— Passage given —

▼

Studio album by L.A. Style
- Released: 1993
- Recorded: The Netherlands & Belgium
- Length: 41:16
- Label: Arista
- Producer: Ray Decadance, FX (Frans Merkx), Wessel van Diepen, Michiel van der Kuy & Fonny de Wulf

= L.A. Style (album) =

L.A. Style is the debut album by the group of the same name and produced by Wessel van Diepen, Michiel Van Der Kuy, Frans Merkx, Alfons "Fonny" de Wulf) and Ray Decadence. It was released in 1993 on Arista.

The album made Billboard charts history when in 1992 their single "James Brown Is Dead" became the first electronic dance song to appear in Billboards weekly pop rankings.

The album marked the first appearance of trip hop vocalist Nicolette as a featured and lead artist. Nicolette & FX appears on the single "I'm Raving" with the rest of the album rapped by lead artist FX a.k.a. Frans Merkx.

▲

— Material supplied —
▼

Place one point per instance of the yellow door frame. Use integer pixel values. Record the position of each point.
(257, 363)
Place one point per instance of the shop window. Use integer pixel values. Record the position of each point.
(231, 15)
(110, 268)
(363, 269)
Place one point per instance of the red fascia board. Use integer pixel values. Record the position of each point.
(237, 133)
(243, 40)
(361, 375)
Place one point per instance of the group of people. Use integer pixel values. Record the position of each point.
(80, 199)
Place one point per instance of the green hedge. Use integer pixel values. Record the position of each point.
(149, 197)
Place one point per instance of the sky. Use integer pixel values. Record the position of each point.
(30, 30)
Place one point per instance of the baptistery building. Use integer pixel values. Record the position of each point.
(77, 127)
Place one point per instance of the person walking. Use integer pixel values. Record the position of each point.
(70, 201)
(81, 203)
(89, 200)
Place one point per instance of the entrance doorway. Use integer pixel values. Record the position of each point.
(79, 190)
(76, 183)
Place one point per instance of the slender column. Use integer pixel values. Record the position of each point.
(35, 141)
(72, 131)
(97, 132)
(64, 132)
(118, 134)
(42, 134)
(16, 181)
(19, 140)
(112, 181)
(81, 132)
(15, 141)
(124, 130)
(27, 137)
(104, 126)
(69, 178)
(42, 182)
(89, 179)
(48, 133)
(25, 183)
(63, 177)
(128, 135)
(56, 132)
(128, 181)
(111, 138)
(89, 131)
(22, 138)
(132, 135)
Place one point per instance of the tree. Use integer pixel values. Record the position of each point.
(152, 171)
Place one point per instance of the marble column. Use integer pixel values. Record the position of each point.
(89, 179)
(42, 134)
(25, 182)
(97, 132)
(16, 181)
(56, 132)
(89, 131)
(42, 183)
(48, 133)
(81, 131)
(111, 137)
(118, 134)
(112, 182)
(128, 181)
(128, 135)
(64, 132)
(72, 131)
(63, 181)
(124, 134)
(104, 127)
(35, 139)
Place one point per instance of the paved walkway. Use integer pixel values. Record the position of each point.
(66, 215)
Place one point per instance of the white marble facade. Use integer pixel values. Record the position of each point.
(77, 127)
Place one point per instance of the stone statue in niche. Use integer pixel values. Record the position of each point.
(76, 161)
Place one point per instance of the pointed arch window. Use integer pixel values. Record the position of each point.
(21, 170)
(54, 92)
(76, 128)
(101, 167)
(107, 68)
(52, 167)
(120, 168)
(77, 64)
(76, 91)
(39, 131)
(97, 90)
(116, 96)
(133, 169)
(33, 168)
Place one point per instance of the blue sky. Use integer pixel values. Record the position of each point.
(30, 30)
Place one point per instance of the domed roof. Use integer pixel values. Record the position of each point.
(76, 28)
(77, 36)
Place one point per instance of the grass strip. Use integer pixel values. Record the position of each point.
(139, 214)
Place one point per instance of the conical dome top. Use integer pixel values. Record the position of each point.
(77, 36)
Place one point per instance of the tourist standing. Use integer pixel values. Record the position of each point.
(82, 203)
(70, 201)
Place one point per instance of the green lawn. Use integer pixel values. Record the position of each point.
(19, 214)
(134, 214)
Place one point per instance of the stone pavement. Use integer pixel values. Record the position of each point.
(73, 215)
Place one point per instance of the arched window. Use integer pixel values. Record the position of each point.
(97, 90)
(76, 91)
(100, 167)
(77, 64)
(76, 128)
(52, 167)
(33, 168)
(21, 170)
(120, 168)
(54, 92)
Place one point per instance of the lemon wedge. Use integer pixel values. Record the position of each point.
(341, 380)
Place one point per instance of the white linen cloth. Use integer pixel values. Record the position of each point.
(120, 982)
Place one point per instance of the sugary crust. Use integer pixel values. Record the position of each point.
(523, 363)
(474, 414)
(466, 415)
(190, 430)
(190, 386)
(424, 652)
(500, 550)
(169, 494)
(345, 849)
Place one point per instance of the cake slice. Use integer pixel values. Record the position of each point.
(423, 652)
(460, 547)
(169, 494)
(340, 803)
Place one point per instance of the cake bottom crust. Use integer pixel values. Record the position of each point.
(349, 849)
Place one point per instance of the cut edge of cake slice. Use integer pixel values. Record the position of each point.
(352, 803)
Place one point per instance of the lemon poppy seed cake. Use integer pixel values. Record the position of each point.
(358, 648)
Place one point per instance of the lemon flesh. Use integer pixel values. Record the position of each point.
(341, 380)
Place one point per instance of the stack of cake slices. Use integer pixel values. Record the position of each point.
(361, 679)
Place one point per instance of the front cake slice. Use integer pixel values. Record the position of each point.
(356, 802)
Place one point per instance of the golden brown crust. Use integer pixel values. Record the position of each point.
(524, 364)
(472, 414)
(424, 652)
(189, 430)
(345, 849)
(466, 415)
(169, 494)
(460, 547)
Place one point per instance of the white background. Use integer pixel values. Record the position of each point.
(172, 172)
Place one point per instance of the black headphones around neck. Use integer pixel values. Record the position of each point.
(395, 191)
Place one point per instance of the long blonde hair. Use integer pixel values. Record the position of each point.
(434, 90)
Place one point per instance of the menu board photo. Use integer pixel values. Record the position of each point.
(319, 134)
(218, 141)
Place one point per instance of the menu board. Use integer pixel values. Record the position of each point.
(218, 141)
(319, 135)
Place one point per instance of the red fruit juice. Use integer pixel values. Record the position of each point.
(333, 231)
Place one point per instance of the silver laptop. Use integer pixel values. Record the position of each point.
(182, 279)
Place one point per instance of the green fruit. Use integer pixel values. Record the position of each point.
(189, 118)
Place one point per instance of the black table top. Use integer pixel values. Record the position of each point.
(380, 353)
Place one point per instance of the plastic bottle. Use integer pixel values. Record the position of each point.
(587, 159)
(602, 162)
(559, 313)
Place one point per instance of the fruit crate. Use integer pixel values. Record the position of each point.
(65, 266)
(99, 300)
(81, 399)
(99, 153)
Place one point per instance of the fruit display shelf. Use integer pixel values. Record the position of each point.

▲

— What is expected —
Retype the passage on the L.A. Style album between "The album marked" and "a.k.a. Frans Merkx.", inclusive. The entries here were drawn from a separate source.

— Solution —
The album marked the first appearance of trip hop vocalist Nicolette as a featured and lead artist. Nicolette & FX appears on the single "I'm Raving" with the rest of the album rapped by lead artist FX a.k.a. Frans Merkx.